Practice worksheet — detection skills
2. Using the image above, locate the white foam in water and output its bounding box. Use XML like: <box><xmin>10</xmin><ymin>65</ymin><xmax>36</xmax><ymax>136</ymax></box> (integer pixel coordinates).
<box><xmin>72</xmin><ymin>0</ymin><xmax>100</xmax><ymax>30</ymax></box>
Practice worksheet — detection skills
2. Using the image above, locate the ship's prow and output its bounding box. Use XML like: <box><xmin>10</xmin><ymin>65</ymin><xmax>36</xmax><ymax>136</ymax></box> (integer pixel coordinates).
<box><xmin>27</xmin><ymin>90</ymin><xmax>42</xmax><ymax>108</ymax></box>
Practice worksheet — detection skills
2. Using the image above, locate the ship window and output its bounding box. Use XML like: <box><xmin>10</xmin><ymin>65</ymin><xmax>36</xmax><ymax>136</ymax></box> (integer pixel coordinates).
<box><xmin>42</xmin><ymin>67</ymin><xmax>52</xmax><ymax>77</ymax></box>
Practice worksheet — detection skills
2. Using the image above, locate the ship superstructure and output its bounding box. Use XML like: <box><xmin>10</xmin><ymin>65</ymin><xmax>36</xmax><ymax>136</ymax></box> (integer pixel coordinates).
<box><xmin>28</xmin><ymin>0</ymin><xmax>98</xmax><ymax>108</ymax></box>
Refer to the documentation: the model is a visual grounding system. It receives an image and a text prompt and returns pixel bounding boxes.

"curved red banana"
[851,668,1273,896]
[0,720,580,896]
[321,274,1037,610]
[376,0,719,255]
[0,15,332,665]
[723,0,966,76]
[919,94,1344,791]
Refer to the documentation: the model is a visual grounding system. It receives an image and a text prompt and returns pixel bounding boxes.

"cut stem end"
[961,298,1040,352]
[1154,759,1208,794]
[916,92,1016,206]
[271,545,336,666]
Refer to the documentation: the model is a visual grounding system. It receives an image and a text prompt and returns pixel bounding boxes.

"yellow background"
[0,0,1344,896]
+ + + + + + +
- [Problem statement]:
Repeat the lines from the first one through the line with "2. Using the image above, locate the white", putting "sea spray" in place of "white foam" and keeping everything else the same.

- [Answer for the task]:
Practice worksheet — detection skills
2. Using the image above, locate the sea spray in water and output its bounding box. Use XML like: <box><xmin>10</xmin><ymin>65</ymin><xmax>36</xmax><ymax>136</ymax></box> (integer pixel coordinates).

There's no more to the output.